## Excerpted passage
— start —

When I moved to New York, I didn’t bother romanticizing it. No When Harry Met Sally, You’ve Got Mail or How to Lose a Guy in 10 Days aspirations of a loft apartment or walks on Riverside Drive and singing karaoke to the person I hated but secretly loved at a work dinner. No, I arrived without any rose-tinted glasses, tired and scared and hot and utterly bamboozle, wanting to leave but wanting to be a writer more. But three weeks later, my roommate moved in, and by moved in, I mean blew in. Blew in with her queen-sized mattress and the idea that New York was going to be romantic. Honestly, I hated her for a little bit, just for that.
Walk in New York and you can quickly see that it’s anything but romantic, as soon as your plan touches the tarmac. If you’re coming from Laguardia, Riker’s is in distance. From JFK, you’ll take the J train through dilapidated suburbs that aren’t suburbs, just Brooklyn. Should you be springing $60 to $100+ for a car to Manhattan, you’ll still sit in traffic as you inch past sidewalks laden with trash. Who knows? You may even spot a rat. There’s a perpetual stench in the city; it reeks of everything imaginable and unimaginable. I will only go as far to say that if you wished to start a metropolitan fertilizer farm, you need not look farther than setting up shop at the Bowery Street subway stop.
That’s, at least, what I’ll tell you. But my roommate (and friend!) would tell you differently.
She’s the one who printed photos for the wall, foraged for furniture, stick-on wallpapered everything, hung the canvas artwork. Because of her, we fashioned some haphazard semblance of a home, instead of just keeping house for the sake of a place to sleep. Every quarter, she meticulously plans roommate hangouts. She hosts parties and drags me along to events, and I begrudgingly obliged, grumpy but pleased she’s forcing me to have some mandatory fun. One of my favorite memories is the day she took us bookstore hopping, tried to set me up with a cute guy in said bookstore and then proceeded to literally waltz across the street in her pink coat under the season’s grayest cloud.
I won’t sugarcoat it. New York is a tough place to exist, and you have to really want it or it’s just not going to work. And it will beat you down—even the most resilient. A few months ago my roommate told me she probably wouldn’t be resigning the lease next year and that she’d be leaving the city. Suddenly, our roles were flipped. Now I was the one trying to keep the magic alive. The stakes could not be higher: I stand to lose one of my closest friends here.

— end —

## Extracted information

— start —

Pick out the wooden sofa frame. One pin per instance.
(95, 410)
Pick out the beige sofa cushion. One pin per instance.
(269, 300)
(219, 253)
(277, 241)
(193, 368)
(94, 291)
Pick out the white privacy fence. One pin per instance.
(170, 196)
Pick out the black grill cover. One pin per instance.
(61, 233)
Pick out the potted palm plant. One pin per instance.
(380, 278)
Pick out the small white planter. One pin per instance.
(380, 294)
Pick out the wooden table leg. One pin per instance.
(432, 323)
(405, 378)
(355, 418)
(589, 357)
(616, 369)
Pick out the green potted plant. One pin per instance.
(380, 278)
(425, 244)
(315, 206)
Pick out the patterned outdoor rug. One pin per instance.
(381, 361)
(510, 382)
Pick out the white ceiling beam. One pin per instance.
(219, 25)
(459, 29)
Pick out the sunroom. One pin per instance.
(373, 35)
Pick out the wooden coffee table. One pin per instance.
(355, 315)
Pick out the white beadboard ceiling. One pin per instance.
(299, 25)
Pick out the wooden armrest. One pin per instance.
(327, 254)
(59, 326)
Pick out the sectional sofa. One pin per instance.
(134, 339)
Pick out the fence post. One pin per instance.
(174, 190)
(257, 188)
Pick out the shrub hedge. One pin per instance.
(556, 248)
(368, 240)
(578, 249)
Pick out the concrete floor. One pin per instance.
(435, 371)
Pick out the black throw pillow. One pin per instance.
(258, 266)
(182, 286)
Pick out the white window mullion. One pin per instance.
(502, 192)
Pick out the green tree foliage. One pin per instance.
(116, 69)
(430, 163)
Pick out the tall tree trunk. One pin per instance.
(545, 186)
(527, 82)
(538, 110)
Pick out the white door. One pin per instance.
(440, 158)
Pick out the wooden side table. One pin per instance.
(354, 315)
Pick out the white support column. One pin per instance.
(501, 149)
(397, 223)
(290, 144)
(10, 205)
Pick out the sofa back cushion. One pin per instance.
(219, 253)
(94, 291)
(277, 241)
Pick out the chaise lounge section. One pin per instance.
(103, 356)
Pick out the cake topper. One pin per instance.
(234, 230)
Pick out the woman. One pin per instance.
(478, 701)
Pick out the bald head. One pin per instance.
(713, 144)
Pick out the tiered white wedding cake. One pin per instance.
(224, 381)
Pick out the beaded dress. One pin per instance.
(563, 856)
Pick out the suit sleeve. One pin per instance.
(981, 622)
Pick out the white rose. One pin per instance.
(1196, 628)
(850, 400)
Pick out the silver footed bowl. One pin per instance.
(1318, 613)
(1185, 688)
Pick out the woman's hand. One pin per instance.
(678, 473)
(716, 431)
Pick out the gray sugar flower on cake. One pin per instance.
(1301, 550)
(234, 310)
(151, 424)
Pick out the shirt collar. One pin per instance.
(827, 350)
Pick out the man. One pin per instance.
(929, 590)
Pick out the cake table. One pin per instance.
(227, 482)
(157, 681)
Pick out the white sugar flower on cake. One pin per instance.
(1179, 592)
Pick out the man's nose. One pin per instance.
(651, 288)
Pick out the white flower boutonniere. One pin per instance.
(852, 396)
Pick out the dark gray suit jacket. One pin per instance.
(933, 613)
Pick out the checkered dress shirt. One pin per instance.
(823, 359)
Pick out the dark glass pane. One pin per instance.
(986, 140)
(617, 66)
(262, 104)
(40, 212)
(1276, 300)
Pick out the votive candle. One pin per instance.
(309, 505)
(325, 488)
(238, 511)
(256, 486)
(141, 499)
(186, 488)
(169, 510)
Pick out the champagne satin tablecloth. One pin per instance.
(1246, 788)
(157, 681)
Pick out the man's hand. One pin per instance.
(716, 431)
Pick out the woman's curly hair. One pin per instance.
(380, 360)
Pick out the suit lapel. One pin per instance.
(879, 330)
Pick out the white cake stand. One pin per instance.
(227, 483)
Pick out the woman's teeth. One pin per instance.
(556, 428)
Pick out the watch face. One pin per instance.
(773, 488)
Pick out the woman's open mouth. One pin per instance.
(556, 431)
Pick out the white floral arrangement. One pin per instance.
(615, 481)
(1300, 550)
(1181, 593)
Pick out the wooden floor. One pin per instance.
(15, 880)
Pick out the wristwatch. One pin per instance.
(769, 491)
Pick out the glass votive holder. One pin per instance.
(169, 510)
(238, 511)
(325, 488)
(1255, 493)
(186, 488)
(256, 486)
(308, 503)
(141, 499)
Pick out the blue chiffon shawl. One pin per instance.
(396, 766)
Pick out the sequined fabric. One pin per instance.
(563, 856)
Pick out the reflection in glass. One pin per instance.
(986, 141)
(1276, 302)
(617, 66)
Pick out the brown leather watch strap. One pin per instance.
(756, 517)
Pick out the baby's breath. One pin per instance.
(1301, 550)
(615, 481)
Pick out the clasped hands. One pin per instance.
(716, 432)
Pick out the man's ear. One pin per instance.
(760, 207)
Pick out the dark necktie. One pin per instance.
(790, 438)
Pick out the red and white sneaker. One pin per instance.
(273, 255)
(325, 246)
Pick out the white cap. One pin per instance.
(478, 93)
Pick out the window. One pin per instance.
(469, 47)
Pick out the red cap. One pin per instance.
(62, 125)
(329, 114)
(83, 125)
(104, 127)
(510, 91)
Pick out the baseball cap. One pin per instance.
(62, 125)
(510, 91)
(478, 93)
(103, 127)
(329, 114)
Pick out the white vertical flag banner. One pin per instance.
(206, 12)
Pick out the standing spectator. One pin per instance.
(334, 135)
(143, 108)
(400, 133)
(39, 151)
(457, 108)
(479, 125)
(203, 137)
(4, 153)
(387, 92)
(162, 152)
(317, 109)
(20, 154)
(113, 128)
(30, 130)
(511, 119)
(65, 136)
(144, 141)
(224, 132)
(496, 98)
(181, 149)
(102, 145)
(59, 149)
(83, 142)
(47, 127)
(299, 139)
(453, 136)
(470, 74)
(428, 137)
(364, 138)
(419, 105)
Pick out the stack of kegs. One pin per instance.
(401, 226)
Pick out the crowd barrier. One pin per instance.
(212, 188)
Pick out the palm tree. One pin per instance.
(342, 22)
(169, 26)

— end —

## What is asked
In the essay about moving to New York, what did the roommate bring with her when she blew in?

## Correct response
Her queen-sized mattress and the idea that New York was going to be romantic.